== Data rows ==
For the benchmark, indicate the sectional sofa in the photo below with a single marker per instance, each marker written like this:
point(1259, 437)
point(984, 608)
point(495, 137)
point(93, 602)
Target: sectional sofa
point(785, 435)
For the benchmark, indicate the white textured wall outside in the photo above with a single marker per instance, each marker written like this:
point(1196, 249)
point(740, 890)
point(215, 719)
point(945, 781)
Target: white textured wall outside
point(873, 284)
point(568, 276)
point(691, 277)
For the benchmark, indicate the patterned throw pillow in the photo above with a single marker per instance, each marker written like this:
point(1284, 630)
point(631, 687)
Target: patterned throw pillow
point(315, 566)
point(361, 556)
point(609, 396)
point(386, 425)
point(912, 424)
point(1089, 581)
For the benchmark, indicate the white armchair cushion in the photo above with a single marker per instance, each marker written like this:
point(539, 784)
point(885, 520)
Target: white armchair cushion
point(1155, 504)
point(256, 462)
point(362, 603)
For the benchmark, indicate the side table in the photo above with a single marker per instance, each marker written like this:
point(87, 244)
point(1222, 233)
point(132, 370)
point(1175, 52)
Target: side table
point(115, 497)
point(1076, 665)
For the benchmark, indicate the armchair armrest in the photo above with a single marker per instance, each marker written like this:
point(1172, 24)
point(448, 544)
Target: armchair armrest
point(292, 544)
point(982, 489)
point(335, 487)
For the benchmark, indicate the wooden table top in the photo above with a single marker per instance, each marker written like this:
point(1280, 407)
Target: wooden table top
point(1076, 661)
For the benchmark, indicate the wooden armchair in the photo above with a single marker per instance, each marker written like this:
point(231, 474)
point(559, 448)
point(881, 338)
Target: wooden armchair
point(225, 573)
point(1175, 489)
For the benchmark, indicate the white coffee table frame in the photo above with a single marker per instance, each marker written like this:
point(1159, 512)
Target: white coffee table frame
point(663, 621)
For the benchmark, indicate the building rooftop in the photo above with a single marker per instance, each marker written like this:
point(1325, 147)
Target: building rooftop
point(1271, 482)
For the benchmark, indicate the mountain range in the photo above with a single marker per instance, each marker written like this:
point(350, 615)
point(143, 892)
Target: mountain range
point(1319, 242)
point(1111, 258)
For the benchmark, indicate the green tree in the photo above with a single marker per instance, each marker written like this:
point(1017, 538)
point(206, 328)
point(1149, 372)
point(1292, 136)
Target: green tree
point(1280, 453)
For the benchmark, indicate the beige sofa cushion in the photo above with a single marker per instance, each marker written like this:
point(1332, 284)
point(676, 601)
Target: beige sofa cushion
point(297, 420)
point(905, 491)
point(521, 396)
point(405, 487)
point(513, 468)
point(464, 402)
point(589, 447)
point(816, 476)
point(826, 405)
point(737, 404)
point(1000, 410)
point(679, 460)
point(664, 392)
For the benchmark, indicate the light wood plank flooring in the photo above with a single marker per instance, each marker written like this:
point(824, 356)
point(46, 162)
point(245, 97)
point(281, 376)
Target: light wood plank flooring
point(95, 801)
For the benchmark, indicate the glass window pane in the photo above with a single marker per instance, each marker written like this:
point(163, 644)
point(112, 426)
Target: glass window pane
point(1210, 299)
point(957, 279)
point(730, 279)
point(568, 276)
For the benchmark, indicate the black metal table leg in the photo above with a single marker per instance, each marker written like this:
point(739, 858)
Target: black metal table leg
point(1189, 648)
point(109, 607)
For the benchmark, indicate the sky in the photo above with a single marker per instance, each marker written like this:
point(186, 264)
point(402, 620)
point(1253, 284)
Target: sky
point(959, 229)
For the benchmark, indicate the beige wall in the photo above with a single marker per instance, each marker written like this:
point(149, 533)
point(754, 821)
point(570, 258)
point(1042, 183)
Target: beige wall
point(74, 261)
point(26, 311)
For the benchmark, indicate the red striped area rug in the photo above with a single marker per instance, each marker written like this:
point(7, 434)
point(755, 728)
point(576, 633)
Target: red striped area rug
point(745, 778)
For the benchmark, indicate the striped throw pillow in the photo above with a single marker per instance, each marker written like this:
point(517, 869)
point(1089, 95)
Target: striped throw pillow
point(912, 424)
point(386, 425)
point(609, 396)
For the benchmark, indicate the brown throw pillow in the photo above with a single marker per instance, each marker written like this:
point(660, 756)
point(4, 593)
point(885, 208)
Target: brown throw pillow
===
• _Task details_
Reproduce all of the records above, line for line, without altering any character.

• _Solution for this problem_
For the benchmark, indicate the sectional sofa in the photo below with a single marker per instance, each marker written like this:
point(1259, 437)
point(984, 608)
point(495, 137)
point(93, 602)
Target: sectional sofa
point(785, 435)
For the benchmark, indicate the white textured wall outside in the photo above with a single marker per instance, each marker written like this:
point(1196, 249)
point(740, 890)
point(215, 719)
point(945, 781)
Target: white textured wall outside
point(873, 284)
point(568, 276)
point(691, 277)
For the benchmark, indicate the patterned throw pillow in the photo above with a single marker per instance, each marker written like this:
point(1284, 630)
point(631, 687)
Target: patterned throw pillow
point(315, 566)
point(361, 556)
point(609, 396)
point(386, 425)
point(912, 424)
point(1089, 581)
For the benchmark, indicate the white armchair cushion in the photo above with a single marker per instance, each marker written like this:
point(539, 784)
point(885, 520)
Target: white armchair cushion
point(1155, 504)
point(256, 462)
point(362, 603)
For the benchmark, indicate the side table in the photo above with a single marker per instance, each marker written like this:
point(87, 244)
point(1222, 233)
point(132, 370)
point(1175, 52)
Target: side table
point(115, 497)
point(1076, 665)
For the benchmark, indicate the armchair armrest in the photo above with a single marker per instance, each marker written like this:
point(1172, 24)
point(448, 544)
Target: armchair armrest
point(292, 544)
point(982, 489)
point(335, 487)
For the benchmark, indicate the wooden table top in the photo above with a single marker per instance, each marker written like this:
point(1280, 407)
Target: wooden table top
point(1076, 661)
For the benchmark, indicate the wooden armchair in the photo above with a single marker per instance, each marker written like this:
point(231, 474)
point(559, 448)
point(881, 338)
Target: wooden armchair
point(225, 573)
point(1175, 489)
For the benchmark, indicate the white coffee table frame in the photo above with a single marker per instance, each marker written like this:
point(1159, 512)
Target: white coffee table frame
point(663, 621)
For the benchmark, indicate the building rooftop in the photo above with a single marker per instance, each marker written like this:
point(1325, 147)
Target: building rooftop
point(1271, 482)
For the benchmark, indicate the mountain range in the photo above with a single marker per instance, each marker written like this:
point(350, 615)
point(143, 892)
Target: mountain range
point(1319, 242)
point(1111, 258)
For the benchmark, indicate the green tree in the photo above with a single marker per instance, each marker written like this:
point(1017, 538)
point(206, 328)
point(1149, 372)
point(1292, 136)
Target: green tree
point(1280, 453)
For the benchmark, indicate the beige sofa cushion in the photo above with a single marker per instance, each marker written like this:
point(1332, 284)
point(676, 601)
Target: beige sofa cushion
point(297, 420)
point(905, 491)
point(521, 396)
point(405, 487)
point(513, 468)
point(464, 402)
point(589, 447)
point(816, 476)
point(826, 405)
point(737, 404)
point(1000, 410)
point(679, 460)
point(664, 392)
For the benchmark, indicate the light wood plank flooring in the photo above with a single marker per instance, each marker written like this:
point(824, 356)
point(46, 162)
point(245, 97)
point(281, 376)
Target: light wood plank flooring
point(95, 801)
For the benchmark, indicate the glass window pane in the photo above with a single marker per instance, each marker written like this:
point(163, 644)
point(112, 426)
Target: glass window pane
point(1210, 299)
point(957, 279)
point(730, 279)
point(568, 276)
For the benchmark, indicate the black metal table leg in the photo above with a single marker per instance, each marker written like this:
point(739, 858)
Target: black metal table leg
point(1189, 648)
point(109, 607)
For the benchmark, indicate the sky in the photo above with a single marker per instance, each marker written like this:
point(186, 264)
point(402, 620)
point(1253, 284)
Target: sky
point(959, 229)
For the benchmark, indicate the beige wall in the photo above with a single marker per instance, each marker written like this:
point(149, 533)
point(754, 821)
point(570, 258)
point(1042, 183)
Target: beige wall
point(74, 261)
point(26, 311)
For the benchmark, indicate the red striped area rug in the photo above with a single marker per instance, each marker written like this:
point(7, 434)
point(755, 728)
point(576, 633)
Target: red striped area rug
point(745, 778)
For the benchmark, indicate the striped throw pillow in the photo above with a single marker per instance, each marker written like this:
point(517, 869)
point(1089, 95)
Target: striped throw pillow
point(912, 424)
point(386, 425)
point(609, 396)
For the benchmark, indicate the brown throw pillow in the photo above with a single marker per instance, each marker written like this:
point(660, 756)
point(4, 593)
point(885, 208)
Target: brown throw pillow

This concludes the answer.